▸ What needs to be done:
According to the article on government cyber security testing grants, what is the largest grant a small business can receive?

▸ Document segment:
═══
Government announces grants for cyber security testing

Government announces grants for cyber security testing | Insurance Business

Government announces grants for cyber security testing

Brokers are being encouraged to discuss cyber security testing with their small business clients after the government announced a funding program earlier this week.

The Australian Small Business and Family Enterprise Ombudsman officially opened the grants process for the Cyber Security Small Business Program on Monday, with applications welcome until June 2020.

“Eligible small businesses with 19 or less employees can apply for a grant for a certified cyber security health check to determine business risks and areas that need attention,” said ombudsman Kate Carnell, upon the announcement.

“Depending on the number of devices tested, the maximum grant amount is $2,100 or up to 50% of eligible project costs,” she added.

Carnell also noted that the risks around cyberattacks are only increasing for Australians, with small businesses particularly susceptible.

“Cyber criminals are becoming more sophisticated and Australian statistics show more cyberattacks are hitting small businesses,” she said. “It has been estimated that cybercrime costs Australians more than $1 billion a year.”

Troy Filipcevic, founder and managing director of cyber specialist Emergence Insurance, welcomed the new program and said it could only benefit small businesses.

“I fully support the government doing everything they can in assisting SMEs to become more aware of their cyber risks and vulnerabilities,” he told Insurance Business. “This raises the awareness and gives a blue print for businesses to take cyber security seriously and put provisions in place to help mitigate those vulnerabilities.”

Carnell also commented on the problem of underinsurance, noting that many small businesses don’t have specific protection in place, or mistakenly believe they’d be covered by a different policy.

“Research shows around one in five small businesses report they have been the target of a cyberattack and over half (56%) either don’t have cyber-crime protection or assume it is covered through their business insurance,” she said.

“Small businesses need to understand their anti-virus software only provides a certain level of protection, opening themselves up to loss of data, compromised financial security and identity theft.”

Filipcevic echoed Carnell’s sentiments and said many brokers were battling against common misunderstandings within the SME space.

“One of the biggest misconceptions in the Australian SME markets is the belief that ‘it won’t happen to me’,” he said. “The majority of the market thinks that just because they have anti-virus software, they are immune from a cyberattack. From our experience and in helping clients respond to cyberattacks, this certainly isn’t the case.”

Filipcevic also said the grant could go a significant way in reducing harmful misconceptions and improving consumer understanding of cyber risk.

“At Emergence, we often say that the insured should have an understanding of their cyber security posture and put the necessary measures in place to protect their business,” he said. “They can then decide to include a cyber insurance solution based on that understanding and develop a fit for purpose cyber security strategy.”

Small businesses can check their eligibility on the Cyber Security Small Business Program website, where they can also apply for a cyber security health check.

“Often businesses don’t know where to start when looking at their cyber security,” added Filipcevic. “This grant and assessment is a fabulous place to start businesses on that journey.”

The cyber security health tests will be carried out by providers approved by the council of Registered Ethical Security Testers Australia New Zealand.
═══
▸ Input data:
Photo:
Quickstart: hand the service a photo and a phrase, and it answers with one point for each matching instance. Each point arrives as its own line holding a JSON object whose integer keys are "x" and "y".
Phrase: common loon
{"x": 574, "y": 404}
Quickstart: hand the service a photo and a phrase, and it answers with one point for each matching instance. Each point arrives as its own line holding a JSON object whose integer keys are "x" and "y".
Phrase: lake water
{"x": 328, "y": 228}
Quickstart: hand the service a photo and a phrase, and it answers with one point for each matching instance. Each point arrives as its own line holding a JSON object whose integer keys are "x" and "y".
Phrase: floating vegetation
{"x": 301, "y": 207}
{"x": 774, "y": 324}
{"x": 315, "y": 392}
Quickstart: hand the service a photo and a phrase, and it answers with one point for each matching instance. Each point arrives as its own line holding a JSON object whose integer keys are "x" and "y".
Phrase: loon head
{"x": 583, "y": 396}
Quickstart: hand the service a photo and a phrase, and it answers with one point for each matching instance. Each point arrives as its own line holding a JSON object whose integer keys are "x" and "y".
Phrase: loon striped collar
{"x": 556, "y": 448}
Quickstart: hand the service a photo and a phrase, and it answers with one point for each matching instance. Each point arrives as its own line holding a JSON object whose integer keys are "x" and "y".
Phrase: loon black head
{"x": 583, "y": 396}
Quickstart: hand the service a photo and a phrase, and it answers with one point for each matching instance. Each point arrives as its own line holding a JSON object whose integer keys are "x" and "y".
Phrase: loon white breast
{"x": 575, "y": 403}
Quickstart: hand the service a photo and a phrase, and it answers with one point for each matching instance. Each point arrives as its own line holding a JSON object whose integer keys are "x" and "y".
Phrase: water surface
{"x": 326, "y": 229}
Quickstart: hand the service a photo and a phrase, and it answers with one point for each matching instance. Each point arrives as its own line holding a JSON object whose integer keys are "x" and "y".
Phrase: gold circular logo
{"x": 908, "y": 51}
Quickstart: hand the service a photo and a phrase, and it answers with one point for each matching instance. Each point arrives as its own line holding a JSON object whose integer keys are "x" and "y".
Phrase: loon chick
═══
▸ Answer:
$2,100 or up to 50% of eligible project costs, depending on the number of devices tested.